• [ARBEITSANWEISUNGEN]
(1) Führe alle geografischen Namen (Länder und Städte) auf, die im Artikel über Verschwundene in der Türkei vorkommen.
(2) Prüfe anhand des Artikels über Verschwundene in der Türkei, ob die folgenden Aussagen zutreffen, und belege jedes Urteil mit einem wörtlichen Zitat: (a) Der Vater wollte Silvester in Ankara verbringen. (b) Die Tochter meldete ihren Vater am 31. Dezember als vermisst. (c) Amnesty International fordert eine Untersuchung des Falls Kücüközyigit.
(3) Führe den Artikel über Verschwundene in der Türkei im Anschluss an seinen letzten Satz um einen weiteren Absatz fort.

• [TEXTBLOCK]
* * * *

Wie vom Erdboden verschluckt

von Redaktion

In der Türkei verschwinden immer wieder Menschen spurlos – Angehörige haben die Regierung in Verdacht

Istanbul – Als die Studentin Nursena Kücüközyigit kurz vor Silvester mit ihrem Vater sprach, ahnte sie noch nicht, dass es vorerst das letzte Mal sein wird. Es war der 29. Dezember um 15.40 Uhr. Ihr Vater war am Telefon gut gelaunt, wie die 20-Jährige erzählt. Er wollte am nächsten Tag von Ankara in den Norden nach Kocaeli fahren und dort Silvester mit seinen Kindern und seiner Ex-Frau verbringen. Doch in Kocaeli sei er nie angekommen, sagt seine Tochter. Am 31. Dezember meldete sie ihren Vater als vermisst. Hüseyin Galip Kücüközyigit – Jurist, ehemaliger Regierungsbürokrat und nach dem Putschversuch 2016 entlassen – verschwand.

Kücüközyigit fürchtet, ihr Vater könne im Auftrag der Regierung entführt worden sein, weil es Parallelen zu anderen Verschwundenen gebe. Menschenrechtler und Oppositionspolitiker sprechen von Dutzenden mutmaßlichen Fällen von sogenanntem gewaltsamem Verschwindenlassen seit dem Putschversuch 2016. Die Menschenrechtsorganisation Amnesty International fordert die Behörden dazu auf, den Fall Kücüközyigit zu untersuchen.

* * * *

• [BEREITGESTELLTE ZEILEN]
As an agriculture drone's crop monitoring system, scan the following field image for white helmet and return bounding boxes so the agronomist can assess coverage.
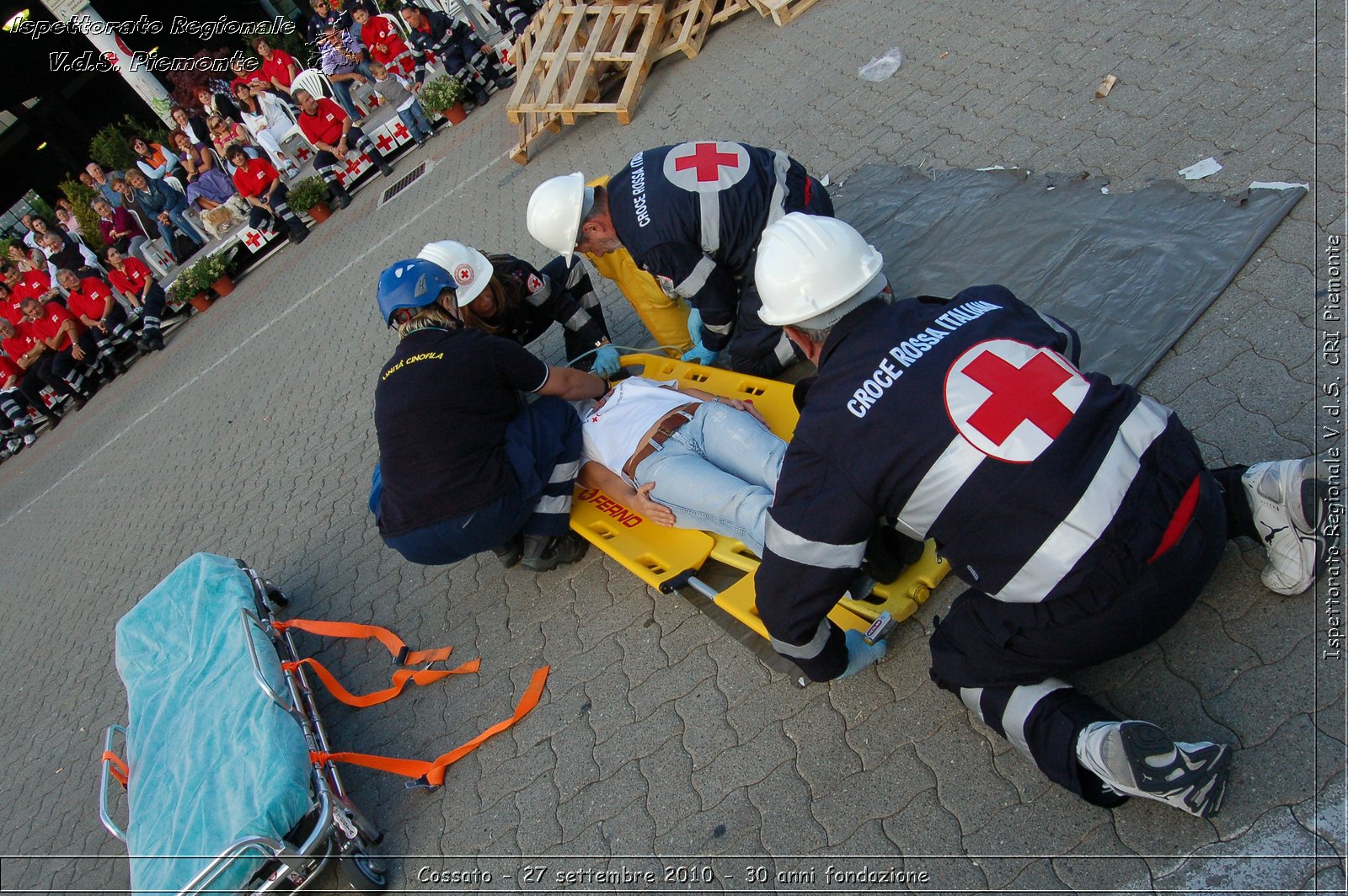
[753,211,885,328]
[416,240,492,307]
[526,171,595,264]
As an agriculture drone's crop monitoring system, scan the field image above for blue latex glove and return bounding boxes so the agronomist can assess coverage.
[591,345,623,380]
[838,628,890,678]
[683,308,703,344]
[679,342,719,366]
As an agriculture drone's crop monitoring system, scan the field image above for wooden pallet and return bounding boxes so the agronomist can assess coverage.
[506,0,665,162]
[712,0,753,25]
[750,0,818,25]
[655,0,716,61]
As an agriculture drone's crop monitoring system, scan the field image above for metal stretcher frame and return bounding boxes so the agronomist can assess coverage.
[99,561,387,896]
[571,355,950,637]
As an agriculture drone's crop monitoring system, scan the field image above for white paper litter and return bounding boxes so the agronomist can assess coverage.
[1249,180,1310,193]
[856,47,903,83]
[1180,155,1222,180]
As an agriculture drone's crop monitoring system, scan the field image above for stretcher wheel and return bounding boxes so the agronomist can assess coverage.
[261,578,290,606]
[341,849,388,893]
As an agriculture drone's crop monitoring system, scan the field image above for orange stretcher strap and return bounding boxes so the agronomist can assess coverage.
[281,658,483,707]
[271,620,454,665]
[103,749,131,788]
[308,665,548,787]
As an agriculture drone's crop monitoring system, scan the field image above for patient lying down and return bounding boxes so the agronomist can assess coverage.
[580,377,786,557]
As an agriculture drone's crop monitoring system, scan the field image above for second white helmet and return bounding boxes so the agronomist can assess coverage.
[524,171,595,264]
[416,240,492,307]
[753,211,885,328]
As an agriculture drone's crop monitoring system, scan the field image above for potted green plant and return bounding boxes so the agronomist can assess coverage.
[191,249,238,298]
[416,74,468,124]
[168,261,211,312]
[286,173,332,224]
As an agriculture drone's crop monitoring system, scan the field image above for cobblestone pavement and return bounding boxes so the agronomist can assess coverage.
[0,0,1345,892]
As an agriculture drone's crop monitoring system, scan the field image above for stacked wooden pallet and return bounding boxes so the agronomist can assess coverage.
[506,0,817,164]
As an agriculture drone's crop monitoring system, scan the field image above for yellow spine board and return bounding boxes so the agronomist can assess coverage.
[571,355,950,637]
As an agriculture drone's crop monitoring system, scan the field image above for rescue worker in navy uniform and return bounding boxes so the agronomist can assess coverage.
[755,214,1332,817]
[369,259,608,571]
[527,140,833,377]
[416,240,618,377]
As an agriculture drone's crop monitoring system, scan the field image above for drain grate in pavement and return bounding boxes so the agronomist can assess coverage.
[379,162,430,205]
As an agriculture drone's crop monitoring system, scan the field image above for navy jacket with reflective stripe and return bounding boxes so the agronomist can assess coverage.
[757,285,1202,679]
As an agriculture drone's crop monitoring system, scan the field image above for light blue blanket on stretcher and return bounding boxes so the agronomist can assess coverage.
[117,554,312,893]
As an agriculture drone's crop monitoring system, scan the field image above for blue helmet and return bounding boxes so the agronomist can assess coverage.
[379,259,454,326]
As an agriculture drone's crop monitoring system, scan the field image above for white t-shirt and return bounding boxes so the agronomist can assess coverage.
[581,376,699,480]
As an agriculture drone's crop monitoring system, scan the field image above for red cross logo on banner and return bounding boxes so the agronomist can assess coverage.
[663,141,750,193]
[945,339,1090,463]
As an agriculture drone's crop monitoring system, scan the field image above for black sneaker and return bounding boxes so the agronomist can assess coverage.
[521,532,589,573]
[1077,721,1231,818]
[492,532,524,568]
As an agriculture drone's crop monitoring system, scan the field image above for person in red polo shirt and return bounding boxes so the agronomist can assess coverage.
[0,318,89,426]
[252,38,299,93]
[23,299,101,399]
[350,7,426,83]
[103,247,167,352]
[56,268,132,375]
[0,355,45,460]
[292,89,393,206]
[225,143,308,244]
[0,283,24,323]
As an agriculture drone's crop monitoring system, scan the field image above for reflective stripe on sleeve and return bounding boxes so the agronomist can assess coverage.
[697,190,721,254]
[674,254,716,298]
[562,308,591,333]
[899,434,987,539]
[763,514,865,570]
[992,395,1170,604]
[524,274,553,306]
[767,150,792,224]
[771,617,829,660]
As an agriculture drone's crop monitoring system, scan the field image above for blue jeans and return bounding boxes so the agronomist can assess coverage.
[635,402,786,557]
[157,202,206,246]
[398,103,431,143]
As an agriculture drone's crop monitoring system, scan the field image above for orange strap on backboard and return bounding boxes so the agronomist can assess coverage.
[103,749,131,787]
[308,665,548,787]
[281,658,483,707]
[271,620,454,665]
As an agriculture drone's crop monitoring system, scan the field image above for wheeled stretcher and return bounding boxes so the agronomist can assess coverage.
[99,554,548,894]
[571,355,949,649]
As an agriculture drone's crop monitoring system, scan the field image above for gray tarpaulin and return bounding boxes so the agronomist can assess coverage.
[831,166,1306,384]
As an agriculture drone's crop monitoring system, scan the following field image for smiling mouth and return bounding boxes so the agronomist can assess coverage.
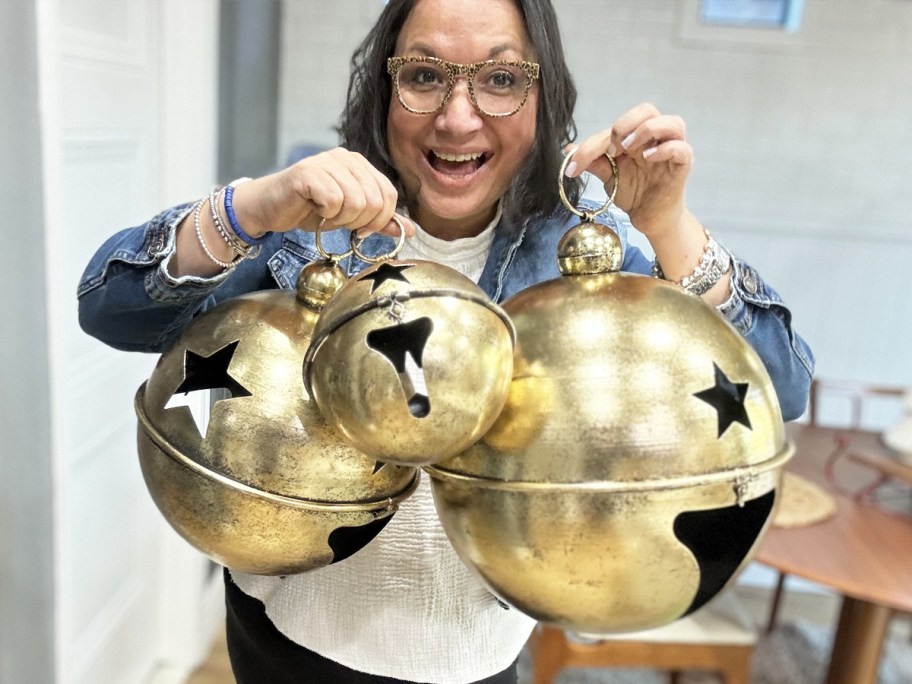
[427,150,488,176]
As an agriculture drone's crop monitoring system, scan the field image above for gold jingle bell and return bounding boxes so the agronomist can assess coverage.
[304,219,514,466]
[135,251,417,575]
[426,160,792,634]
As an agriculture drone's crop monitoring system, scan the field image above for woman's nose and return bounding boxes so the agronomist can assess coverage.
[435,78,484,134]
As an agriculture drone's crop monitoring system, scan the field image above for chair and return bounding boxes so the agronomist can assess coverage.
[766,378,907,633]
[529,591,757,684]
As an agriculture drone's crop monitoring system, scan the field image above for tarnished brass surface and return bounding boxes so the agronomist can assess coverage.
[304,260,513,465]
[426,222,791,633]
[136,263,417,575]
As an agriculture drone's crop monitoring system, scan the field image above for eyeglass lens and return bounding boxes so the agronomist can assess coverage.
[398,62,529,115]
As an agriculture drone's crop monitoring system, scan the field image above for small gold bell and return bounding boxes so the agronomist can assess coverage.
[304,222,513,466]
[426,156,791,633]
[135,260,417,575]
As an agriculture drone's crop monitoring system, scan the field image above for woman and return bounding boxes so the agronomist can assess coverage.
[80,0,813,684]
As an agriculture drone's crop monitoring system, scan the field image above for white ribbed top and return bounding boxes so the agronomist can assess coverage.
[231,210,535,684]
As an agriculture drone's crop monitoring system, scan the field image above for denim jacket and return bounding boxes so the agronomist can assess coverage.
[78,204,814,420]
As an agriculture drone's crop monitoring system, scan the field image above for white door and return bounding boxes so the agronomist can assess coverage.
[38,0,219,684]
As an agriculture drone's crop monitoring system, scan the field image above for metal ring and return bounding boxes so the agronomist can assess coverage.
[348,214,405,264]
[316,217,354,263]
[557,147,618,221]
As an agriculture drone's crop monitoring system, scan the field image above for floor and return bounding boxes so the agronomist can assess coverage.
[186,586,912,684]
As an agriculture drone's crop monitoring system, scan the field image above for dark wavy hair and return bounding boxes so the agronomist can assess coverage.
[339,0,582,223]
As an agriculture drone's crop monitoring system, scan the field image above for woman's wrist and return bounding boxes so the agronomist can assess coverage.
[649,212,731,304]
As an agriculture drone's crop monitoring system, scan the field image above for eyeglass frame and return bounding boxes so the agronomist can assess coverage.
[386,56,541,119]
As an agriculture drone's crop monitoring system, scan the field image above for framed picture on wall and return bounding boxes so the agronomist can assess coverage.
[679,0,804,49]
[700,0,804,31]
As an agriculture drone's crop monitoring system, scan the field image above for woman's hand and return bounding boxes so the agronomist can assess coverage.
[168,147,415,277]
[567,104,731,305]
[234,147,414,237]
[567,104,693,240]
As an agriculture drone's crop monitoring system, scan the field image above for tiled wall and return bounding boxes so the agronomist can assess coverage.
[279,0,912,406]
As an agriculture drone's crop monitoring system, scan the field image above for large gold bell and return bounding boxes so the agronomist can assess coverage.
[304,254,513,465]
[135,262,417,575]
[427,206,791,634]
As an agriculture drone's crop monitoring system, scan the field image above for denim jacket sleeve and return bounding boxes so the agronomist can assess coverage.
[77,204,276,352]
[622,214,814,420]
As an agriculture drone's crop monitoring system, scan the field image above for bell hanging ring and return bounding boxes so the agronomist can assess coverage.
[349,214,405,264]
[303,217,514,466]
[557,153,624,275]
[425,152,792,634]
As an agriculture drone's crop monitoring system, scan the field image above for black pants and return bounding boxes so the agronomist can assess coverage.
[225,570,516,684]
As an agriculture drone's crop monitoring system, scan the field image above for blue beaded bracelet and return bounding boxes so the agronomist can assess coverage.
[225,185,272,247]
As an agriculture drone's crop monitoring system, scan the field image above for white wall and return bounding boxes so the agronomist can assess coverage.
[0,1,56,683]
[279,0,912,406]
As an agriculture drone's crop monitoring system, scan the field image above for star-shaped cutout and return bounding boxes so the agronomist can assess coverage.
[694,363,751,437]
[361,261,415,294]
[165,340,251,437]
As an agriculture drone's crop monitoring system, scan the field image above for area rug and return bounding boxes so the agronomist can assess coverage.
[519,622,912,684]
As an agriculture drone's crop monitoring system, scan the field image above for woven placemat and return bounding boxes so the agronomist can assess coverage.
[773,471,836,527]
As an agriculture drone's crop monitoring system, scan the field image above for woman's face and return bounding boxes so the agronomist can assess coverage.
[387,0,538,239]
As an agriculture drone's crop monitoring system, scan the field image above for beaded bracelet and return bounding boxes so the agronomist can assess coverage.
[209,188,261,259]
[193,197,240,270]
[225,178,272,247]
[652,228,731,297]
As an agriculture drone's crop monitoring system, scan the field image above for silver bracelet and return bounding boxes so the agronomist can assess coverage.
[209,187,261,259]
[193,197,238,270]
[652,229,731,297]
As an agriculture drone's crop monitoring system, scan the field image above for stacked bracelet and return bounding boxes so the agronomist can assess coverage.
[652,229,731,297]
[193,197,240,269]
[209,188,261,259]
[225,178,272,247]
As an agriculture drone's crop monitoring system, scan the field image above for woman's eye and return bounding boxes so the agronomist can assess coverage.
[407,67,446,86]
[488,71,516,88]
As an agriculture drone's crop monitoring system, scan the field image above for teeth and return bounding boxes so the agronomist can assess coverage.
[434,152,481,162]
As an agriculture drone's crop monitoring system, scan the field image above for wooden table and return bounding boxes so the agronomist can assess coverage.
[757,424,912,684]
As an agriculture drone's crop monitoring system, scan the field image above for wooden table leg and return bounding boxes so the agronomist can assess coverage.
[826,596,893,684]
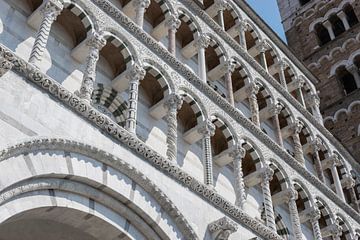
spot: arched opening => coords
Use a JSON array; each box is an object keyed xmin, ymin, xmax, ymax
[
  {"xmin": 335, "ymin": 66, "xmax": 357, "ymax": 95},
  {"xmin": 329, "ymin": 14, "xmax": 345, "ymax": 37},
  {"xmin": 315, "ymin": 23, "xmax": 331, "ymax": 46},
  {"xmin": 343, "ymin": 4, "xmax": 359, "ymax": 27}
]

* * * *

• [ANTWORTEN NACH AUFGABEN]
(1) Türkei, Istanbul, Ankara, Kocaeli

(2)
(a) Nein: „Er wollte am nächsten Tag von Ankara in den Norden nach Kocaeli fahren und dort Silvester mit seinen Kindern und seiner Ex-Frau verbringen.“
(b) Ja: „Am 31. Dezember meldete sie ihren Vater als vermisst.“
(c) Ja: „Die Menschenrechtsorganisation Amnesty International fordert die Behörden dazu auf, den Fall Kücüközyigit zu untersuchen.“

(3)
Unter gewaltsamem Verschwindenlassen versteht man laut UN-Definition die Praxis, Menschen im Auftrag oder mit Duldung des Staates ihrer Freiheit zu berauben. Der jeweilige Staat weigert sich demnach, die Freiheitsberaubung anzuerkennen, oder verschleiert das Schicksal der Menschen. Das sei nach internationalem Recht ein Verbrechen, sagt Milena Büyüm von Amnesty International. In den 80er- und 90er- Jahren habe es Hunderte solcher Fälle in der Türkei gegeben, vor allem im kurdischen Südosten des Landes. Lange sei die Praxis kein Thema gewesen, in den letzten Jahren habe es wieder mehrere Verdachtsfälle gegeben, sagt Büyüm. Alleine 2019 seien sechs Menschen mutmaßlich auf diese Weise verschwunden.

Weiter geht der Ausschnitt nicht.